DOCUMENT:
————

We got up early for a 10:00 flight.  The woman at baggage drop off decided our cases were oversize and although she didn’t charge anything she made us take them to the oversize desk which we had trouble finding.  The flight back was uneventful and the food was actually quite tasty.  We deplaned in the new international terminal in Seattle.  Our cases came out right at the start of the flight – at which point we discovered that the line to passport control filled up the mazes and snaked around at least three of the luggage carousals.  An hour and a half later we were trying to figure out where the Lyft waiting area had been hidden since it clearly wasn’t where the arrows pointed.

Observations:

  • S&S cases are for checking, not for carry-on.  That’s as true for trains as it is for airplanes
  • Trains are easier than they were in the mid-’70s but they are still confusing and work a lot better if you can communicate with people
  • the 9€ monthly subway pass made it much easier to get around and should be widely copied
  • Urban cycling on the tandem is a challenge if you don’t know where you’re going
  • If I bring the tandem to Berlin again I need to make sure I comply with the light/reflector rules.

————

DATA TO PROCESS:
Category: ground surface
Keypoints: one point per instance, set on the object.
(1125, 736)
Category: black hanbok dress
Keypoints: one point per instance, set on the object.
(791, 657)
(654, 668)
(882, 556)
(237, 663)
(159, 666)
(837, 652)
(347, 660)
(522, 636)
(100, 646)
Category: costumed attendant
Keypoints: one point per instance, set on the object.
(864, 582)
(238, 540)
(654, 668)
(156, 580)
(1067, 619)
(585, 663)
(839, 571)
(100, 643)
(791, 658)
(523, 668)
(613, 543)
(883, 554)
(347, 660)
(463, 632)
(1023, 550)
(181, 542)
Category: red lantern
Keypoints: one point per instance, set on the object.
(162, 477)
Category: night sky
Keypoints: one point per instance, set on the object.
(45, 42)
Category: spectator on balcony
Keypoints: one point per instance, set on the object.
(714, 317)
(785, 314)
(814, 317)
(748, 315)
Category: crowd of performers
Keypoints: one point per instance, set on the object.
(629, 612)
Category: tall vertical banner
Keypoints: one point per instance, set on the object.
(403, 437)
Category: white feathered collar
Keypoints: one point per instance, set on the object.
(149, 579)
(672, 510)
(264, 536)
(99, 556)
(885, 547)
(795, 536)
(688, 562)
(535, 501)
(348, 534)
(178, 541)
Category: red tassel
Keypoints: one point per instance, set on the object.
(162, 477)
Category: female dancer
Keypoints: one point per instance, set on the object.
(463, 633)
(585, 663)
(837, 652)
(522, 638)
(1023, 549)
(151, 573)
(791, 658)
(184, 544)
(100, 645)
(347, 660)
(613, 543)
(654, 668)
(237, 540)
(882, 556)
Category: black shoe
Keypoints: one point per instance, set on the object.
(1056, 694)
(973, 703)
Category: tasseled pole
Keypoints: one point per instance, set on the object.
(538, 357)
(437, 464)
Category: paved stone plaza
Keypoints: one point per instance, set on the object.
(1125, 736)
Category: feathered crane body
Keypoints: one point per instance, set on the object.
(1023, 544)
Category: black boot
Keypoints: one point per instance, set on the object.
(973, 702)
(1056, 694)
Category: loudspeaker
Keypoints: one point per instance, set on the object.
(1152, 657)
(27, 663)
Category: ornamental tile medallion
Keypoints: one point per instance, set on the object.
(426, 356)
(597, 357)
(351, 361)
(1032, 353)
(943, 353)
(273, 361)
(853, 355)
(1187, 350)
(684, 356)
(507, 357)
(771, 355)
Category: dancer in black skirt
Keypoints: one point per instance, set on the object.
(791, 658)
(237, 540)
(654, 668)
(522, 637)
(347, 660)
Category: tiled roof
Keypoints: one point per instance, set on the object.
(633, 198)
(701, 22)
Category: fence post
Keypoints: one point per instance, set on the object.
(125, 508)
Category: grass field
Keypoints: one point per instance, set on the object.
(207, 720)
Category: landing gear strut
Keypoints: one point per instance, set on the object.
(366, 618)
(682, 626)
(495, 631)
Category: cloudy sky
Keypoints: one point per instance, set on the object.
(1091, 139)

————

TASK REQUIREMENTS:
a) According to the travel account, where did the travelers deplane in Seattle?
b) Copy the entries again word for word, beginning at the line that contains "Category: dancer in black skirt" and continuing through the last line of the entries.

RESULTS:
a) In the new international terminal.

b)
Category: dancer in black skirt
Keypoints: one point per instance, set on the object.
(791, 658)
(237, 540)
(654, 668)
(522, 637)
(347, 660)
Category: tiled roof
Keypoints: one point per instance, set on the object.
(633, 198)
(701, 22)
Category: fence post
Keypoints: one point per instance, set on the object.
(125, 508)
Category: grass field
Keypoints: one point per instance, set on the object.
(207, 720)
Category: landing gear strut
Keypoints: one point per instance, set on the object.
(366, 618)
(682, 626)
(495, 631)
Category: cloudy sky
Keypoints: one point per instance, set on the object.
(1091, 139)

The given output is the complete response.